Globalization: Good for Local Cuisines?

An Aztec figurine holds a cacao pod
An Aztec figurine holds a cacao pod Wikipedia

So I'm catching up on my Current Anthropology, and suddenly I'm craving something I never knew existed: tejate, a cold, frothy, corn-and-chocolate drink from Oaxaca, Mexico. Put it down to a recent brush with a silky, nutty Oaxacan black mole sauce, but suddenly I am really interested in chocolatey Mexican cuisine. I'm also curious because dark tejate sounds like the mysterious twin of horchata, a milky rice-and-cinnamon drink that is my current favorite Mexican refresher. But tejate may also tell us a story of both caution and hope for globalization, say researchers from the University of California, Santa Barbara. They take issue with the popular notion that global commerce is destined to blend the world's cuisines into some kind of bologna sandwich of a common denominator. In one of the best opening salvos I've seen in a scientific paper, the first line reads:

Leaving out massive fragments of the past to discuss globalization as a unique contemporary event is not only shortsighted but often ethnocentric and limits our understanding....

After all, they point out, Oaxacans in open-air markets were selling something very like tejate when the conquistadors arrived. Globalization may be accelerating, they say, but don't pretend that trade routes are something new. Daniela Soleri and her coauthors have staked out a position that isn't easy to defend. Industrial agriculture has put many small U.S. farmers out of business and replaced the heavenly squishiness of peaches and tomatoes with something more suited to firing out of a cannon.

|---|

[What the exercise asks]
Please output everything from "Leaving out massive" down to "of a cannon." in the globalization and local cuisines text, copied word for word.

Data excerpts

|---|

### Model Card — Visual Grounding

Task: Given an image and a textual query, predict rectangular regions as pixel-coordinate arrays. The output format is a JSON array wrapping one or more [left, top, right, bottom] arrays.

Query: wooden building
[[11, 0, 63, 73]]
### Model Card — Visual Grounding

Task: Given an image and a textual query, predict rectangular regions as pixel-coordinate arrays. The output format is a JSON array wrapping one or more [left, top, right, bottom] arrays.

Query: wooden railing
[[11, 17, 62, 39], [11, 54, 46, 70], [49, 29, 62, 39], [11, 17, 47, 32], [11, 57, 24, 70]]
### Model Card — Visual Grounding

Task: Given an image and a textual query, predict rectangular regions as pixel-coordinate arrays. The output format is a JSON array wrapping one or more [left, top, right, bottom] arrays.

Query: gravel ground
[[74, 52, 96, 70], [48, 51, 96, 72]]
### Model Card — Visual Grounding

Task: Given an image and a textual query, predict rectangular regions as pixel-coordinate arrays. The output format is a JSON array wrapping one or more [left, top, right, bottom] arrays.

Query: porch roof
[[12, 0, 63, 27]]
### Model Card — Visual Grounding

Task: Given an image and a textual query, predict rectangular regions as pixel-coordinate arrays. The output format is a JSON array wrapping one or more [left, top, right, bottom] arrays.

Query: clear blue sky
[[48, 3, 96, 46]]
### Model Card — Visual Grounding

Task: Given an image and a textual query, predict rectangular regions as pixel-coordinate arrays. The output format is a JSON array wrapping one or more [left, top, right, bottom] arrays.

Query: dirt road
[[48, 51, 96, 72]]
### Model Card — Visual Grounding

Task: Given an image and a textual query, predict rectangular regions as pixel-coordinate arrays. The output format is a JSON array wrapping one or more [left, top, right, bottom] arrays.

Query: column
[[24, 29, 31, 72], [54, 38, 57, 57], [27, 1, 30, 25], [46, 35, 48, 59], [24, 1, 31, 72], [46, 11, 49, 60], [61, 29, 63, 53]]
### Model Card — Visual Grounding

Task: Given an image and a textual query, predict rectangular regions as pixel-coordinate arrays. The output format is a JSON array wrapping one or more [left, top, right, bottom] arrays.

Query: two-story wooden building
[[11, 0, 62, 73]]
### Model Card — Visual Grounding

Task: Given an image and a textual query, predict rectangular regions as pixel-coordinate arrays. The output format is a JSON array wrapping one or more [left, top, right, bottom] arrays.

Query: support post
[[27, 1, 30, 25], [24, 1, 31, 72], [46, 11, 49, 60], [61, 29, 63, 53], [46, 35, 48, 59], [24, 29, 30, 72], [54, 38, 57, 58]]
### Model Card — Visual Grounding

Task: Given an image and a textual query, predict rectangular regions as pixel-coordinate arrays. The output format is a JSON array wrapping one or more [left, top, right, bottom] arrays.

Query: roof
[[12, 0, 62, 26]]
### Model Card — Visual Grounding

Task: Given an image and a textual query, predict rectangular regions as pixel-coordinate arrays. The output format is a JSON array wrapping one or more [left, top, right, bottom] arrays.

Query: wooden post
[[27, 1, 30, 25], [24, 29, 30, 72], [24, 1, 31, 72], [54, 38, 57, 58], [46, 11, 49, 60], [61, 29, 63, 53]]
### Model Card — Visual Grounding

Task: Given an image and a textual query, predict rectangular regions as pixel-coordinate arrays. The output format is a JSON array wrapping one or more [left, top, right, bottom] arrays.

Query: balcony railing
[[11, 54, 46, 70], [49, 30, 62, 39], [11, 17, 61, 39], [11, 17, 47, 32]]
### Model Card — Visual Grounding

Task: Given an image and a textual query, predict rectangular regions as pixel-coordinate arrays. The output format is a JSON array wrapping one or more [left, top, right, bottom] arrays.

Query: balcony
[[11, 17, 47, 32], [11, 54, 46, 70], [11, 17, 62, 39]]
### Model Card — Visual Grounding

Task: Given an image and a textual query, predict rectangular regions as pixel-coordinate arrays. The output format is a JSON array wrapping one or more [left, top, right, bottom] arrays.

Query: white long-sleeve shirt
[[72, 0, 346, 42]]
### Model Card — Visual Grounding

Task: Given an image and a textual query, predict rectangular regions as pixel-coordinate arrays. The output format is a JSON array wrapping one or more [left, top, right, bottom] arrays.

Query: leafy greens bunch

|---|

[Task result]
Leaving out massive fragments of the past to discuss globalization as a unique contemporary event is not only shortsighted but often ethnocentric and limits our understanding....

After all, they point out, Oaxacans in open-air markets were selling something very like tejate when the conquistadors arrived. Globalization may be accelerating, they say, but don't pretend that trade routes are something new. Daniela Soleri and her coauthors have staked out a position that isn't easy to defend. Industrial agriculture has put many small U.S. farmers out of business and replaced the heavenly squishiness of peaches and tomatoes with something more suited to firing out of a cannon.